→ TASK INSTRUCTIONS
Retype every entry word for word.

[Point-per-instance localization data]

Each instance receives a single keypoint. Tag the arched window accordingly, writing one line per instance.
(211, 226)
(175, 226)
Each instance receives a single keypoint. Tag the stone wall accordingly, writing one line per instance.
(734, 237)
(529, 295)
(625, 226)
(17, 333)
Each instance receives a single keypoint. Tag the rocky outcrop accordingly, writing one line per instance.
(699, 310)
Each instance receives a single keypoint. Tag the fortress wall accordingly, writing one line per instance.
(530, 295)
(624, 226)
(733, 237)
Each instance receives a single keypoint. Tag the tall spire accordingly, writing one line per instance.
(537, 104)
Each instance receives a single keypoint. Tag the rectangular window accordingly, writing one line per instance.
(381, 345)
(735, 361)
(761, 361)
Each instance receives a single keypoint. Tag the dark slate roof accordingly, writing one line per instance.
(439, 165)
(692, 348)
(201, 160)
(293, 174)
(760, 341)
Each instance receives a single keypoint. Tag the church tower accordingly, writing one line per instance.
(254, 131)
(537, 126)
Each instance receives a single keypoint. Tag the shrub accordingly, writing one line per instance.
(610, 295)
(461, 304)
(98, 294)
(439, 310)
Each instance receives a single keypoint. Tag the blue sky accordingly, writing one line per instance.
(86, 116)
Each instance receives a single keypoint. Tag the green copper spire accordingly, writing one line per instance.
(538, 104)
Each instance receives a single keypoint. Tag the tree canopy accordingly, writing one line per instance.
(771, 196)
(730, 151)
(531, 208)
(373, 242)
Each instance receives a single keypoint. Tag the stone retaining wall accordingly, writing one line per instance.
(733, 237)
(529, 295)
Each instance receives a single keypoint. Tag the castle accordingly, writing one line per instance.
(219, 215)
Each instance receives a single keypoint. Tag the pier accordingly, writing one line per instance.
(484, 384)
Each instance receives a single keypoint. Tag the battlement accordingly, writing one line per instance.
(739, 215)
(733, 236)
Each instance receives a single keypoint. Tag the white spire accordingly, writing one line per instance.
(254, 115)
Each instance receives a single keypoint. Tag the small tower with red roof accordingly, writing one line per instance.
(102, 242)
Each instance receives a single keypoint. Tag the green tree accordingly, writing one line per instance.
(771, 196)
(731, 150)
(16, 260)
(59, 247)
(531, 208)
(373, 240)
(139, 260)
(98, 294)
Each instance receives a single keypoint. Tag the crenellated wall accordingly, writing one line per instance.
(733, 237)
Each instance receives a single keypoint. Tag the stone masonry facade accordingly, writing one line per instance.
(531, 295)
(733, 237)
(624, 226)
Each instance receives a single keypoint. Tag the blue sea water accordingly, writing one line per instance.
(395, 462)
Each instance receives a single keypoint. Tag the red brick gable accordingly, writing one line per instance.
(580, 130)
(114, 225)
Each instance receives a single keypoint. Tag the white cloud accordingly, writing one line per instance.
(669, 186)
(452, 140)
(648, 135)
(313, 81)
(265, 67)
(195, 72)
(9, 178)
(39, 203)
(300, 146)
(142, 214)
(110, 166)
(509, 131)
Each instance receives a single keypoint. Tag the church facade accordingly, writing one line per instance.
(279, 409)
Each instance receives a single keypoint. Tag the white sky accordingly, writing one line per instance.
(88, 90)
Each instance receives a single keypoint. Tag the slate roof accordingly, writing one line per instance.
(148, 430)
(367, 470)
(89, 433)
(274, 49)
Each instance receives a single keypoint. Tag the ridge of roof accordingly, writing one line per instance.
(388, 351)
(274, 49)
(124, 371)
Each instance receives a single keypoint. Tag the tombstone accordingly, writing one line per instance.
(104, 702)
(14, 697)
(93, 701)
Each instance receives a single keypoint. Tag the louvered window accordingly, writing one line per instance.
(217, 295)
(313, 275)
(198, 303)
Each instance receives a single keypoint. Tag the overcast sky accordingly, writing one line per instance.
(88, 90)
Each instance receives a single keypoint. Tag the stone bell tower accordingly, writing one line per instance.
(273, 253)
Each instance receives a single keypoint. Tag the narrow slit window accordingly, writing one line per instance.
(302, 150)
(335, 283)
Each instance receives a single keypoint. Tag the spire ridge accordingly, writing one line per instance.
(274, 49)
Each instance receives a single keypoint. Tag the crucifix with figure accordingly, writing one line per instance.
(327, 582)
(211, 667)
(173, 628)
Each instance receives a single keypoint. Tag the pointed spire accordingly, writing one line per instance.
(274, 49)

→ RESPONSE
Each instance receives a single keypoint. Tag the arched window accordingly, writing one line per instance.
(211, 226)
(175, 226)
Each instance receives a single keypoint. Tag the stone wall accordingly, writing one line per instance.
(734, 237)
(529, 295)
(625, 226)
(17, 333)
Each instance receives a single keypoint. Tag the rocky outcrop accordingly, writing one line per instance.
(699, 310)
Each instance receives a single keypoint. Tag the fortress wall accordingly, writing one line per instance.
(530, 295)
(624, 226)
(733, 237)
Each instance receives a single keypoint. Tag the tall spire accordingly, writing one line per instance.
(537, 104)
Each instance receives a single keypoint. Tag the rectangular window accordingly, writing one line per instance.
(381, 345)
(735, 361)
(761, 361)
Each instance receives a single keypoint. Tag the dark slate roof accordingly, writing one line per instance.
(439, 165)
(692, 348)
(201, 160)
(293, 174)
(760, 341)
Each instance receives a single keypoint. Tag the church tower accordingly, writing one line per instance.
(254, 131)
(537, 126)
Each instance receives a single keypoint. Tag the shrub accordingly, writing one line per instance.
(610, 295)
(461, 304)
(98, 294)
(439, 310)
Each instance receives a single keypoint. Tag the blue sky accordingly, writing one line per instance.
(86, 116)
Each instance receives a single keypoint. Tag the green copper spire accordingly, writing one line per instance.
(538, 104)
Each instance receives a single keypoint. Tag the tree canopy accordingly, writing one line per instance.
(771, 196)
(730, 151)
(531, 208)
(373, 242)
Each instance receives a single keypoint. Tag the stone retaining wall accordingly, writing one line per instance.
(733, 237)
(529, 295)
Each instance receives a single keypoint. Tag the castle accordingly, writing one line per instance.
(219, 215)
Each instance receives a single keypoint. Tag the pier accordingly, writing one line per instance.
(484, 384)
Each instance receives a single keypoint. Tag the battlement accordingly, writing one line per instance.
(739, 215)
(733, 236)
Each instance receives a single keypoint. Tag the white spire accordingly, writing one line per instance.
(254, 115)
Each instance receives a single keypoint. Tag the small tower with red roof accordingly, writing one line per instance.
(102, 242)
Each instance receives a single keypoint. Tag the green tree accordingly, writing one line per instance.
(771, 196)
(731, 150)
(16, 260)
(59, 247)
(531, 208)
(373, 240)
(139, 260)
(98, 294)
Each instance receives a single keypoint. Tag the crenellated wall accordingly, writing one line per instance.
(733, 237)
Each instance receives a single keypoint. Tag the stone masonry facade accordingly, writing one line per instance.
(531, 295)
(733, 237)
(624, 226)
Each instance receives a single keypoint. Tag the blue sea water accordingly, writing one line per instance.
(395, 462)
Each instance receives a single keypoint. Tag the red brick gable accordingly, writing one line per instance.
(580, 130)
(114, 225)
Each instance receives a single keypoint. Tag the white cloud accordingly, writing one line per instance.
(669, 186)
(452, 140)
(648, 135)
(313, 81)
(265, 67)
(195, 72)
(9, 178)
(39, 203)
(300, 146)
(142, 214)
(110, 166)
(509, 131)
Each instance receives a single keypoint. Tag the church facade accordingly, writing one line per instance.
(279, 409)
Each instance receives a single keypoint. Tag the white sky accordingly, writing one line per instance.
(88, 90)
Each instance receives a single keypoint. Tag the slate roof accordingly, writing one line per instance.
(148, 430)
(367, 470)
(89, 433)
(274, 49)
Each instance receives a single keypoint. Tag the ridge of roof accordingly, writing one line per instance.
(388, 351)
(274, 49)
(124, 371)
Each instance receives a single keypoint. Tag the tombstone accordingly, writing one line per instance.
(104, 702)
(14, 697)
(93, 701)
Each instance receives a single keypoint. Tag the louvered window accordingly, writing one line per instance.
(217, 295)
(313, 275)
(198, 303)
Each instance receives a single keypoint. Tag the overcast sky accordingly, writing one line per instance.
(88, 90)
Each instance receives a single keypoint. Tag the stone bell tower accordingly, writing one line per instance.
(273, 253)
Each instance receives a single keypoint. Tag the narrow slit window accordingly, writing one line per instance.
(302, 150)
(335, 283)
Each instance receives a single keypoint. Tag the spire ridge accordingly, writing one line per instance.
(274, 49)
Each instance receives a single keypoint. Tag the crucifix with figure accordingly, writing one line per instance.
(327, 582)
(211, 667)
(173, 628)
Each instance receives a single keypoint. Tag the pointed spire accordingly, writing one line per instance.
(274, 49)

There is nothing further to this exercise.